TASK INPUTS
>> START
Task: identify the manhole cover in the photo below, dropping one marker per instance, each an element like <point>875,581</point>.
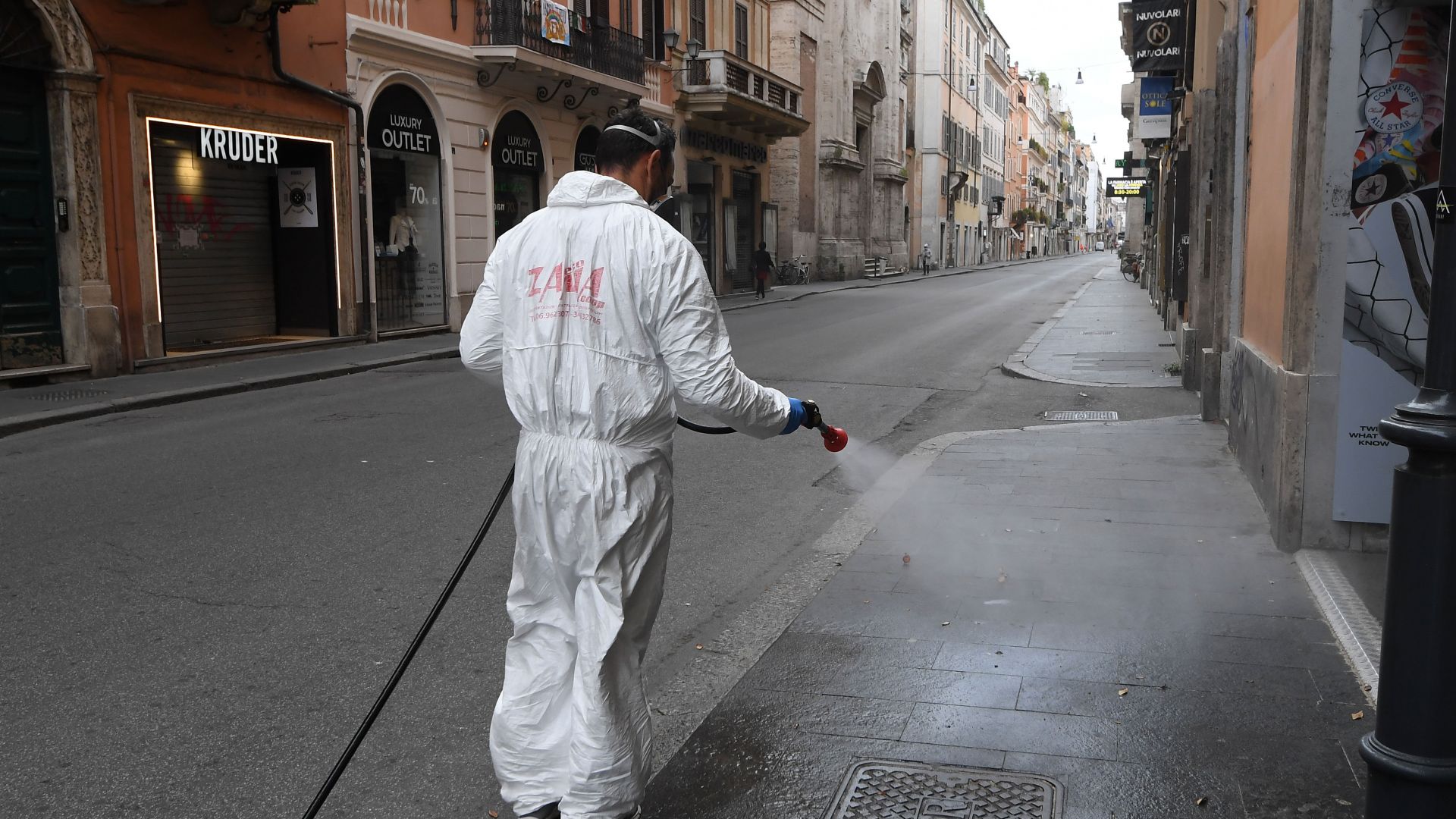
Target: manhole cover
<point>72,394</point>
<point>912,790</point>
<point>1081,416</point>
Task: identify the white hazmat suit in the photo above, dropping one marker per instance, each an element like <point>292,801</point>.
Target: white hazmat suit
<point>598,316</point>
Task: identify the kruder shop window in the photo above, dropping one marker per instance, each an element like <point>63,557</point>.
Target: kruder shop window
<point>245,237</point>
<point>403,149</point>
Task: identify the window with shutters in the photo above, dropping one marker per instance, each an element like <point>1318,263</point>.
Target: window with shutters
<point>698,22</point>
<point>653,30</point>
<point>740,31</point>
>> END
>> START
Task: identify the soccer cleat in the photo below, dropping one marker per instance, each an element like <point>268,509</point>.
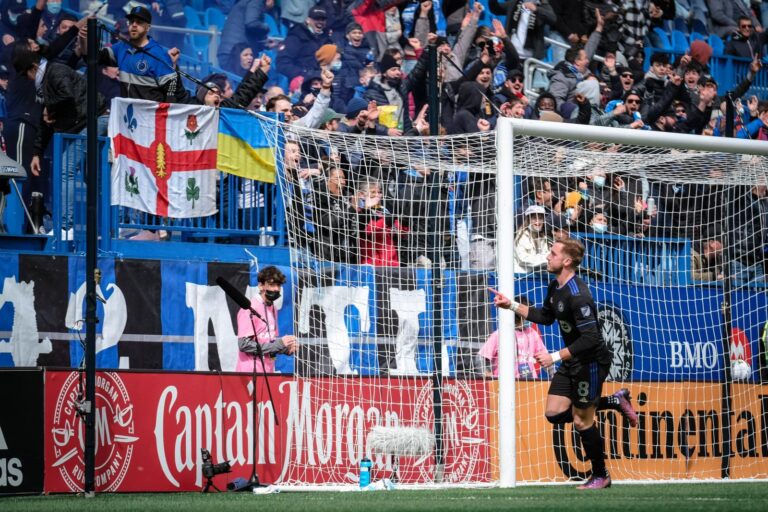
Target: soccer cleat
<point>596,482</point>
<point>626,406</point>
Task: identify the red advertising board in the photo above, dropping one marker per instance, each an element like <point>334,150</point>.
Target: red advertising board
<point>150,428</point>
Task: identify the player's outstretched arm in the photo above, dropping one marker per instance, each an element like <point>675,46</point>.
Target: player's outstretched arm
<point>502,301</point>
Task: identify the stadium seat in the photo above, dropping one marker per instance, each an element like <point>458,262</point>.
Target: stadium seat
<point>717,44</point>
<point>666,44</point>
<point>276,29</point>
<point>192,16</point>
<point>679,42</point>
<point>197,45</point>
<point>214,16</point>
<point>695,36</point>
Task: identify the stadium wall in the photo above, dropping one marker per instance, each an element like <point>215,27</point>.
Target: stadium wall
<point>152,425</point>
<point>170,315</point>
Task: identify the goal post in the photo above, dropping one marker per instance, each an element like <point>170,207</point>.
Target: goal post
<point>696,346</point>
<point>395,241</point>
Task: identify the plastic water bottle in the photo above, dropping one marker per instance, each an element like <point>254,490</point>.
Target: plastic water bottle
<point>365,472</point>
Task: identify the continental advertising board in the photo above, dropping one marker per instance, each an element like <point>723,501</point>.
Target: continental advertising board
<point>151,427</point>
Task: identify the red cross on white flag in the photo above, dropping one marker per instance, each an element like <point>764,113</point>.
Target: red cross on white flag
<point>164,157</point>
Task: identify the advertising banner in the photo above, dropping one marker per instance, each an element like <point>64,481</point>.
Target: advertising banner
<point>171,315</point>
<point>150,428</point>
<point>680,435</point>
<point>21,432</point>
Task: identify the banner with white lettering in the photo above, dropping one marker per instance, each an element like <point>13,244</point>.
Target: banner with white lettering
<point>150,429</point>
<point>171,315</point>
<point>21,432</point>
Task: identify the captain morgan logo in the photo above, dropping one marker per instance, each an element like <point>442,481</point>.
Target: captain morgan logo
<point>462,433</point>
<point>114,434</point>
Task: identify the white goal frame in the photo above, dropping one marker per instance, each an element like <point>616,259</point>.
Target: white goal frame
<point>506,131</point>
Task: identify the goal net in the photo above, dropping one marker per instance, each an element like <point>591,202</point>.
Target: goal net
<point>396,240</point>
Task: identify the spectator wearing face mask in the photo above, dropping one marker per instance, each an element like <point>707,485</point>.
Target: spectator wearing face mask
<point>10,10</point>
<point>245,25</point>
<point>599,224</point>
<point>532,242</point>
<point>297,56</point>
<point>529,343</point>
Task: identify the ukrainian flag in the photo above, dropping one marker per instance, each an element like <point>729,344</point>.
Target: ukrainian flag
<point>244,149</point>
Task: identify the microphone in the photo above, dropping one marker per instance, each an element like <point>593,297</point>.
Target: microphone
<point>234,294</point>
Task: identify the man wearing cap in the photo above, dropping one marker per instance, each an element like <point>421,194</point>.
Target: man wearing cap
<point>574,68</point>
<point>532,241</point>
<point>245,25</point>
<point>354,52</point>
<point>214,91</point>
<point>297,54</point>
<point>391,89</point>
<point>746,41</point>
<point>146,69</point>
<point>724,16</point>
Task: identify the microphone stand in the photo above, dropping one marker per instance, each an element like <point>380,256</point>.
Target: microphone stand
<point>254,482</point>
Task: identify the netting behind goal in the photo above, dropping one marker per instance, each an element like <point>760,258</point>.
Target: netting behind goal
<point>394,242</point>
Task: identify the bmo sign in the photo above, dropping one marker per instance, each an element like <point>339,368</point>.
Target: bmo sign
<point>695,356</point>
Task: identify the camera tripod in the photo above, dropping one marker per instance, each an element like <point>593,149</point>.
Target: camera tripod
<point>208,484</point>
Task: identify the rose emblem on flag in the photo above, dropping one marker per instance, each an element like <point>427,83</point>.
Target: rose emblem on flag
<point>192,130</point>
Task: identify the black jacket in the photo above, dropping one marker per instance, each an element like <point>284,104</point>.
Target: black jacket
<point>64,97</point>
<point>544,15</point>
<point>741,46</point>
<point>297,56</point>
>> END
Turn the lines between the one holding "Task: identify the man wearing" and the one holding "<point>208,484</point>", inclusive, into a Markdown table with the columns Row and Line, numbering each line and leaving out any blank ones.

TASK SOLUTION
| Row | Line |
|---|---|
| 1 | Task: identify the man wearing cap in the photo above, dropping one marker per instance, each an element like <point>421,194</point>. |
| 2 | Target: man wearing cap |
| 3 | <point>574,68</point> |
| 4 | <point>532,241</point> |
| 5 | <point>245,25</point> |
| 6 | <point>354,52</point> |
| 7 | <point>214,91</point> |
| 8 | <point>297,54</point> |
| 9 | <point>391,89</point> |
| 10 | <point>746,41</point> |
| 11 | <point>146,69</point> |
| 12 | <point>724,16</point> |
| 13 | Task: identify the microphone stand in the photo above, dropping one marker per instance, each an element like <point>380,256</point>. |
| 14 | Target: microphone stand |
| 15 | <point>254,482</point> |
| 16 | Task: identify the netting behind goal in the photo above, dropping one marker per instance, each an element like <point>760,258</point>. |
| 17 | Target: netting behind goal |
| 18 | <point>394,242</point> |
| 19 | Task: identify the bmo sign in the photo above, dropping one marker per instance, each an element like <point>339,368</point>. |
| 20 | Target: bmo sign |
| 21 | <point>695,356</point> |
| 22 | Task: identify the camera tripod in the photo above, dropping one marker per instance, each an element like <point>593,149</point>. |
| 23 | Target: camera tripod |
| 24 | <point>208,484</point> |